— Start of Input data —
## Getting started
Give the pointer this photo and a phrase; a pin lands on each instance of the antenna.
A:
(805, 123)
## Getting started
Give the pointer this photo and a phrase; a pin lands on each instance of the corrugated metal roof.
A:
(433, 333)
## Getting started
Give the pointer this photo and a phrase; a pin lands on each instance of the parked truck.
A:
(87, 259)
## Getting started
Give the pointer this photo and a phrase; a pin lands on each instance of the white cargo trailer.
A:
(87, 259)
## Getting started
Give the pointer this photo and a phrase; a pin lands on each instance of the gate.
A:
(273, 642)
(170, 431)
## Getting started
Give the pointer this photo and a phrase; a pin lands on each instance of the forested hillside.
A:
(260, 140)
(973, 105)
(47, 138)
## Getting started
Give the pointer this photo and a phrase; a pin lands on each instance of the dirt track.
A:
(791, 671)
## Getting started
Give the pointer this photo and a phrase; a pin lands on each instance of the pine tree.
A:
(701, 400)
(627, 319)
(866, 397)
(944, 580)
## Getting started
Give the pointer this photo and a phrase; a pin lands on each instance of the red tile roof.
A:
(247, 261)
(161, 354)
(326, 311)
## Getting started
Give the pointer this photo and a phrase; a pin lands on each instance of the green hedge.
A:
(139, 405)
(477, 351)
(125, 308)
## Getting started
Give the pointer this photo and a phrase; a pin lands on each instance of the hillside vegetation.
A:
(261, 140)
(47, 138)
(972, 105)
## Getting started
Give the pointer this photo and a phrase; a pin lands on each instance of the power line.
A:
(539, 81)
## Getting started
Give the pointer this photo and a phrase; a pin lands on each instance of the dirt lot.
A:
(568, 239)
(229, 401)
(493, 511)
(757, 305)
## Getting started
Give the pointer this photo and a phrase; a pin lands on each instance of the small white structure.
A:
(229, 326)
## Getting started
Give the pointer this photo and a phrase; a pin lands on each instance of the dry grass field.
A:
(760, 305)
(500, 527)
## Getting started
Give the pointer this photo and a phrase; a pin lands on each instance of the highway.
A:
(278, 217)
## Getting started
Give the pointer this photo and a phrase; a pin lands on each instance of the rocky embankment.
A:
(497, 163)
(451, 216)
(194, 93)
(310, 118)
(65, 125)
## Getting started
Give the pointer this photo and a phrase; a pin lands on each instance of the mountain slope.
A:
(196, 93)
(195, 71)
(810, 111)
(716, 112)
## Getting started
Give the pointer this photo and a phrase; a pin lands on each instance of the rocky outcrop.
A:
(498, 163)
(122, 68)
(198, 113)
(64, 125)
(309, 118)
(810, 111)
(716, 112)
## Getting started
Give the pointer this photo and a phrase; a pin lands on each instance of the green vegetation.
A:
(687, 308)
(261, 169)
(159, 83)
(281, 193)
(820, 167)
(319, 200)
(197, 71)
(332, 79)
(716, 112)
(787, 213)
— End of Input data —
§ Given request
The records above need to be transcribed in full. Keep every character unchanged.

§ Answer for the task
## Getting started
Give the pointer this photo and a phrase; a pin lands on each instance of the antenna.
A:
(805, 123)
## Getting started
Give the pointer this photo and a phrase; a pin lands on each instance of the corrugated metal roof.
A:
(433, 333)
## Getting started
Give the pointer this photo and a phrase; a pin lands on each instance of the parked truck.
A:
(87, 259)
## Getting started
Give the pointer this photo and a phrase; a pin lands on each instance of the white cargo trailer.
A:
(87, 259)
## Getting started
Give the pointer this photo and a phrase; a pin lands on each instance of the gate.
A:
(273, 642)
(170, 431)
## Getting started
Give the pointer this photo and a phrase; a pin lands on each instance of the forested hillside.
A:
(260, 140)
(973, 105)
(47, 138)
## Getting started
Give the pointer this photo and a phrase; a pin lands on each instance of the dirt track.
A:
(791, 671)
## Getting started
Give the pointer this photo and a phrase; a pin lands on each instance of the pine tree.
A:
(701, 400)
(627, 319)
(866, 397)
(944, 580)
## Getting started
Give the pointer this photo and a phrase; a pin lands on each instance of the red tile roof.
A:
(247, 261)
(161, 354)
(326, 311)
## Getting started
Give the pointer this photo and a phrase; a pin lands on each instance of the green hedge.
A:
(139, 405)
(477, 351)
(125, 308)
## Getting started
Give the pointer this photo and a phrase; a pin lands on each instance of the hillside vegetation.
A:
(261, 140)
(47, 138)
(972, 105)
## Getting started
Give the pointer this photo and a phrase; a pin lands on each instance of the power line.
A:
(539, 81)
## Getting started
Give the pointer this photo and a phrase; a pin lands on each instance of the dirt lot.
A:
(568, 239)
(229, 401)
(493, 511)
(757, 305)
## Getting started
Give the pointer this photo and a phrase; a pin lands on each instance of the small white structure.
A:
(229, 326)
## Getting started
Give the pointer this photo and a phrase; a pin lands on each instance of the dry grass field.
A:
(760, 305)
(500, 527)
## Getting started
Give the pointer this photo and a phrase; a pin lands on each instance of the highway.
A:
(278, 217)
## Getting started
Give the pointer this photo and a phrase; a pin lands on each instance of the rocky embankment.
A:
(497, 163)
(451, 216)
(194, 93)
(310, 118)
(65, 125)
## Getting started
Give the pointer this photo and a phrase; a pin lands on each instance of the mountain slope.
A:
(196, 93)
(195, 71)
(810, 111)
(716, 112)
## Getting started
Give the pointer this photo and a phrase; a pin lands on each instance of the rocky outcrop.
A:
(498, 163)
(122, 68)
(198, 113)
(64, 125)
(309, 118)
(810, 111)
(716, 112)
## Getting started
Give the pointer this photo and a phrase; a pin lands on each instance of the green vegetation.
A:
(687, 308)
(261, 169)
(159, 83)
(281, 193)
(820, 167)
(319, 200)
(197, 71)
(332, 79)
(716, 112)
(787, 213)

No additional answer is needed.